Stated task: Rescale the entries that begin at the line containing "target is: backpack" and stop after the line containing "[259,194,278,239]", reproducing every line, requests included. Multiply each bounding box coordinate in the answers by 2.55 and round to whole numbers, with halves rounded up.

Records:
----------
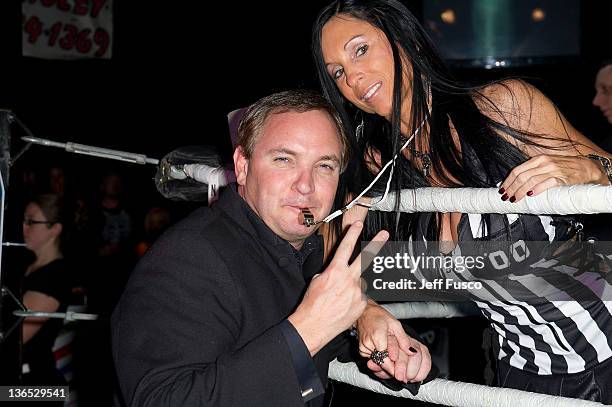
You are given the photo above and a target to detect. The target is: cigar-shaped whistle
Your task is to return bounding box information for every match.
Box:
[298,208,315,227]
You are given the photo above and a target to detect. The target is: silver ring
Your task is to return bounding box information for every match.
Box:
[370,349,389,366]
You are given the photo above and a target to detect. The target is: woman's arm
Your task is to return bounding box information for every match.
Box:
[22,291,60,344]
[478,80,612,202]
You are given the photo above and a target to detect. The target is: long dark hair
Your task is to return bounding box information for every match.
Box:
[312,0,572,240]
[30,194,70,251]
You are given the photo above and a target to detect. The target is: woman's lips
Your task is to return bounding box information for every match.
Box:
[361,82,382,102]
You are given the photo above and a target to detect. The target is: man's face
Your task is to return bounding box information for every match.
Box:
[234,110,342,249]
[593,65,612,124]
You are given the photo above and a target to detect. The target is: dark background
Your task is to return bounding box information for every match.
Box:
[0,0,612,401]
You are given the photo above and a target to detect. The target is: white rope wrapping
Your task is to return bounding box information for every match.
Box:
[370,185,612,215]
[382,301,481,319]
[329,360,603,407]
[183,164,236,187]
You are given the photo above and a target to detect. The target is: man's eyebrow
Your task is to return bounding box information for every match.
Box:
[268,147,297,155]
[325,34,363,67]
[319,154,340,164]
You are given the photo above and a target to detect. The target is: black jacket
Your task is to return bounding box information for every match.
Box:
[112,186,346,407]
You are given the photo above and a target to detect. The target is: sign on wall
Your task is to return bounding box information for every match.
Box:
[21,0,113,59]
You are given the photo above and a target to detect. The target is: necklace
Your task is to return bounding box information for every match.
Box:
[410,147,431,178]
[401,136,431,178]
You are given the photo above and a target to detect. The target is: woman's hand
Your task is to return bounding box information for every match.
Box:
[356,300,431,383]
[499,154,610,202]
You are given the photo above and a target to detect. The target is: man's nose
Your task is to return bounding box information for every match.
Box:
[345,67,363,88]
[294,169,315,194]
----------
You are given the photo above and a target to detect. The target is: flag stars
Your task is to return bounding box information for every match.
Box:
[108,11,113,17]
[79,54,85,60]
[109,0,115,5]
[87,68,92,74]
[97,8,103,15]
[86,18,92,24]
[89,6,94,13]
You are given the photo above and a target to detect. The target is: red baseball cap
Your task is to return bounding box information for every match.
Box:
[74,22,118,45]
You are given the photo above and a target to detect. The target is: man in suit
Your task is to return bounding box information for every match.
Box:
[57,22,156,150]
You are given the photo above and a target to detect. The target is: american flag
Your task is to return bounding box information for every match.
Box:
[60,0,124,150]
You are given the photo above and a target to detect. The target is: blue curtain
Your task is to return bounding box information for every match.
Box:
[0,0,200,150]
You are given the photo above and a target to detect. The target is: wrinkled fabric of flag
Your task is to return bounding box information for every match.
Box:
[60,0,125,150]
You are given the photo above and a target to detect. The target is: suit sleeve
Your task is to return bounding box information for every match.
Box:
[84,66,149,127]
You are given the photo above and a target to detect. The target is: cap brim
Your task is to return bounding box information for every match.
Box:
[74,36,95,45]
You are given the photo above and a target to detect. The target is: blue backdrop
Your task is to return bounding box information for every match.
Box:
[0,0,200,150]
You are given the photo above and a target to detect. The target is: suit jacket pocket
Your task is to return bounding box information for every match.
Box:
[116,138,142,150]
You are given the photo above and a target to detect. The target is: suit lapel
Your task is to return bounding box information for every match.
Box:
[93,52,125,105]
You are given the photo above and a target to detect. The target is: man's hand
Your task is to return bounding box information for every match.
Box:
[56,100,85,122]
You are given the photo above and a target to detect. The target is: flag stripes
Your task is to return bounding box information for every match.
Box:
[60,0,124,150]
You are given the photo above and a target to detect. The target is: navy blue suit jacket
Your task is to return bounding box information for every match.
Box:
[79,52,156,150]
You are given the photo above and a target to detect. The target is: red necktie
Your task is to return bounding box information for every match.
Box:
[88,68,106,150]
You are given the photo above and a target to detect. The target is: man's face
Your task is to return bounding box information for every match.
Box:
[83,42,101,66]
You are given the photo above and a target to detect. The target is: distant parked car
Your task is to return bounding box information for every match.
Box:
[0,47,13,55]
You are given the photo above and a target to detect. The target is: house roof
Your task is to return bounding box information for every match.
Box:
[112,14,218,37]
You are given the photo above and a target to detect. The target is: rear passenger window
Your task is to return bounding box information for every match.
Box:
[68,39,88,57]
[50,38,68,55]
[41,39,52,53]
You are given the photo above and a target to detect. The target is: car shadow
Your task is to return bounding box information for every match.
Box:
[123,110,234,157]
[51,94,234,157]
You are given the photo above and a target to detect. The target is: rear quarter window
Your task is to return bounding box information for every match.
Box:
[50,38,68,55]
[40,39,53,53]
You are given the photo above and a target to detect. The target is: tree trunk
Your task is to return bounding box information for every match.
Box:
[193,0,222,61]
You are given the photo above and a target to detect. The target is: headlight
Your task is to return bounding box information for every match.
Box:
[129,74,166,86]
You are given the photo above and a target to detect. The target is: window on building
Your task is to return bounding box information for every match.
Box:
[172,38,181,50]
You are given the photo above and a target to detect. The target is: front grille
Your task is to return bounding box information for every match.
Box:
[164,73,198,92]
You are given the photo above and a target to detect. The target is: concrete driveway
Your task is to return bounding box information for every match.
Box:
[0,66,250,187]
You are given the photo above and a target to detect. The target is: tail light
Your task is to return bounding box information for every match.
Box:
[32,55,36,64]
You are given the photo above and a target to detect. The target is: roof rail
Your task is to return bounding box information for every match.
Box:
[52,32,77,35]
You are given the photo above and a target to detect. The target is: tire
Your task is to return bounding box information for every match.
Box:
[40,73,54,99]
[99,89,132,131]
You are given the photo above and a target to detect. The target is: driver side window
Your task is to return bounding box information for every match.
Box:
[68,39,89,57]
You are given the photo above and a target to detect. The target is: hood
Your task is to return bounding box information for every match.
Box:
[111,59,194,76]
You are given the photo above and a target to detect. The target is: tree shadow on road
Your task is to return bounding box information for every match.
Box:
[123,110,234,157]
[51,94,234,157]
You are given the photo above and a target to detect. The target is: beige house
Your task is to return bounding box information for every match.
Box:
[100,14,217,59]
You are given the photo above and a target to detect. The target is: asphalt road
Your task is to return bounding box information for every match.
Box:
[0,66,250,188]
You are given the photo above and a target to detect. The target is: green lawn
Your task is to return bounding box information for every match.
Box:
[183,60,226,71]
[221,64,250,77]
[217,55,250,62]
----------
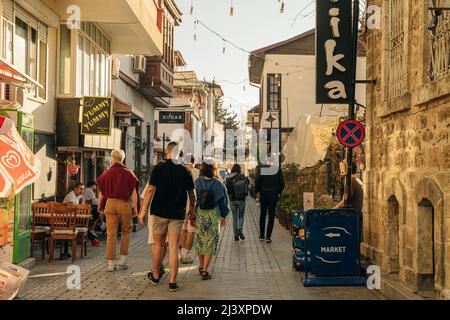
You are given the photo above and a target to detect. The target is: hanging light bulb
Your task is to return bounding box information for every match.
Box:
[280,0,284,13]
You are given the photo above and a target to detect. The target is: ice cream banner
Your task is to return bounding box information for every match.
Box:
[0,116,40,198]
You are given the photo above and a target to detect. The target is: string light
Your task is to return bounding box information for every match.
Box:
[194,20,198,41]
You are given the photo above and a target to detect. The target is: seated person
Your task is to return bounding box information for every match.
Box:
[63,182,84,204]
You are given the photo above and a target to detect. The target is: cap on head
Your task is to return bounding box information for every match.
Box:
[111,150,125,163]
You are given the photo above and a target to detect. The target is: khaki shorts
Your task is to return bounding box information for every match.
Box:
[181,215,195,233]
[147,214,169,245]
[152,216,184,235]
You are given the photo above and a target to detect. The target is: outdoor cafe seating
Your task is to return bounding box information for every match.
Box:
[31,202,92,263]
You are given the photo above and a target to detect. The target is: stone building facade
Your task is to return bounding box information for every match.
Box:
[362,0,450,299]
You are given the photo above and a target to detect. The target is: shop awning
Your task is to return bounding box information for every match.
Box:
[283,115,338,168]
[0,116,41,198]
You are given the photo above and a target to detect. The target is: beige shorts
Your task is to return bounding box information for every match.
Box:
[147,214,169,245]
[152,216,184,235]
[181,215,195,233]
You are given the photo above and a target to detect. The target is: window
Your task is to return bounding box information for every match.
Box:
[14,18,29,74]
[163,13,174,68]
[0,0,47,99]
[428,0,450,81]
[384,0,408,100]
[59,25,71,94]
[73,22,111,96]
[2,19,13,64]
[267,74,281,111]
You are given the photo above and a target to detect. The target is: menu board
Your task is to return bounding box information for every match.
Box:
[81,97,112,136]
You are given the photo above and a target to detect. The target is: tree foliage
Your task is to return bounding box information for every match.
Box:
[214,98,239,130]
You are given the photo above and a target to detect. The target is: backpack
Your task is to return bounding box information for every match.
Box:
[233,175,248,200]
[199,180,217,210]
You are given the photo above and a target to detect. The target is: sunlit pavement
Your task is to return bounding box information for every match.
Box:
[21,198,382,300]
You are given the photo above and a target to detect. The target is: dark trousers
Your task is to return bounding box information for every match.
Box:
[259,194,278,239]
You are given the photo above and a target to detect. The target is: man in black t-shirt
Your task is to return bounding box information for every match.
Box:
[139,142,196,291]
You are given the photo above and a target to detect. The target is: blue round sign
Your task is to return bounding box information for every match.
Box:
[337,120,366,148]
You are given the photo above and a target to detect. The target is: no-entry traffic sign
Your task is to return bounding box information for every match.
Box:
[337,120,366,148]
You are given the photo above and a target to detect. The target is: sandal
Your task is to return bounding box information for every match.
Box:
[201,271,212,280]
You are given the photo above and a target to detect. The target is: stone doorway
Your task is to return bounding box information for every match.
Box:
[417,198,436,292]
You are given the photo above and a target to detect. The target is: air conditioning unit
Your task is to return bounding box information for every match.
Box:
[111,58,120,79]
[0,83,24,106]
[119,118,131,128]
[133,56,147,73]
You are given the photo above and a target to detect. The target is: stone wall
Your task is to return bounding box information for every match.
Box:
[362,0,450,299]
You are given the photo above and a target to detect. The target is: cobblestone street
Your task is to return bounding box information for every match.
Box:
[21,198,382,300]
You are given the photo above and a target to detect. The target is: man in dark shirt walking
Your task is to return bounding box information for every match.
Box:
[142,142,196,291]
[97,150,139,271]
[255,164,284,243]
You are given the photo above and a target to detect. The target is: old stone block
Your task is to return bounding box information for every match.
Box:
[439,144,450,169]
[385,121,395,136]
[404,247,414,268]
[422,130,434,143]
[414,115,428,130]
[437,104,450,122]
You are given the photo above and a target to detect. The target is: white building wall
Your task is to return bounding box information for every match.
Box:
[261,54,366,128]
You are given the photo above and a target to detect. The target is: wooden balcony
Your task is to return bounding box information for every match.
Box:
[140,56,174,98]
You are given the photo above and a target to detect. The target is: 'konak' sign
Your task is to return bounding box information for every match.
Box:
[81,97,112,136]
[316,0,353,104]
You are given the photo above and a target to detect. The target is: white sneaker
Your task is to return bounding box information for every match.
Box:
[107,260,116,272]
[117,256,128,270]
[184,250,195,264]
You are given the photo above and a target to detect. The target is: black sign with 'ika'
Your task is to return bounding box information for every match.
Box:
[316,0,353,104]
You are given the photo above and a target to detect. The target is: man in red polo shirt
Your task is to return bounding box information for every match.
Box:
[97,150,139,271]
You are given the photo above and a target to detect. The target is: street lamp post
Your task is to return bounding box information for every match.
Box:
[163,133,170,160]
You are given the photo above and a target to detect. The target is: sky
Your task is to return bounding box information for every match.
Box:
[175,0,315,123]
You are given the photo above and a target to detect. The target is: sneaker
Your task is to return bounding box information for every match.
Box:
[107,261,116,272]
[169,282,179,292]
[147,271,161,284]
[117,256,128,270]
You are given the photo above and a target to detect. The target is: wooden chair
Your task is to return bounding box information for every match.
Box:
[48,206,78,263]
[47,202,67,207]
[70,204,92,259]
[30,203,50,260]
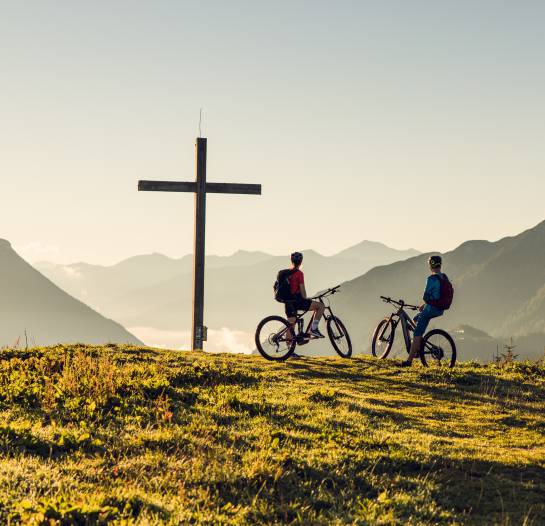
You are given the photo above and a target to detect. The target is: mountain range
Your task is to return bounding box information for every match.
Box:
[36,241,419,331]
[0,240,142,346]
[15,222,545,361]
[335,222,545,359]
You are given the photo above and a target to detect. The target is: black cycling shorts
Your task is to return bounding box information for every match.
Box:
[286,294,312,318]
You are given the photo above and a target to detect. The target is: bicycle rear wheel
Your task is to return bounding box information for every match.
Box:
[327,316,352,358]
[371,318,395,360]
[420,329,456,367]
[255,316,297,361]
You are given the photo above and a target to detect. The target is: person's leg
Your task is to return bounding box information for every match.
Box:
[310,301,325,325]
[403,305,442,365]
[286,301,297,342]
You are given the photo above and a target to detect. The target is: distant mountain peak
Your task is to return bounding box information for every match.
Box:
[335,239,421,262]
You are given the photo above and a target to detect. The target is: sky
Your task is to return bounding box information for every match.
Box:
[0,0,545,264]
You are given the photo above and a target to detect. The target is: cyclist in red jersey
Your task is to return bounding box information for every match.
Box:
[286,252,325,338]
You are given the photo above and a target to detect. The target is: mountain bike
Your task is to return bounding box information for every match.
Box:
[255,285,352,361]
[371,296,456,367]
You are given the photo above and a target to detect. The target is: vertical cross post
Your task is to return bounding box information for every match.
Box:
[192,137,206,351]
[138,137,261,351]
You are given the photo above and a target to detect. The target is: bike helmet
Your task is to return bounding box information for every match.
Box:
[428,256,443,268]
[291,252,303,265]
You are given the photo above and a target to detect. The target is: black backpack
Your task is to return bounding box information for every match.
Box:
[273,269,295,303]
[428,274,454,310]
----------
Solution for this problem:
You are given the photo above and a target to detect. The target is: backpack
Your task is to return bounding box information for every match.
Box:
[594,446,632,510]
[507,459,553,536]
You are given the photo above and a target to detect. The target is: sunlit pavement
Your task is to return bounding box information for every match.
Box:
[54,505,974,765]
You are given the photo above and a target to detect. The target is: dark trousers
Your task is to return bounding box information for every match.
Box:
[660,495,709,609]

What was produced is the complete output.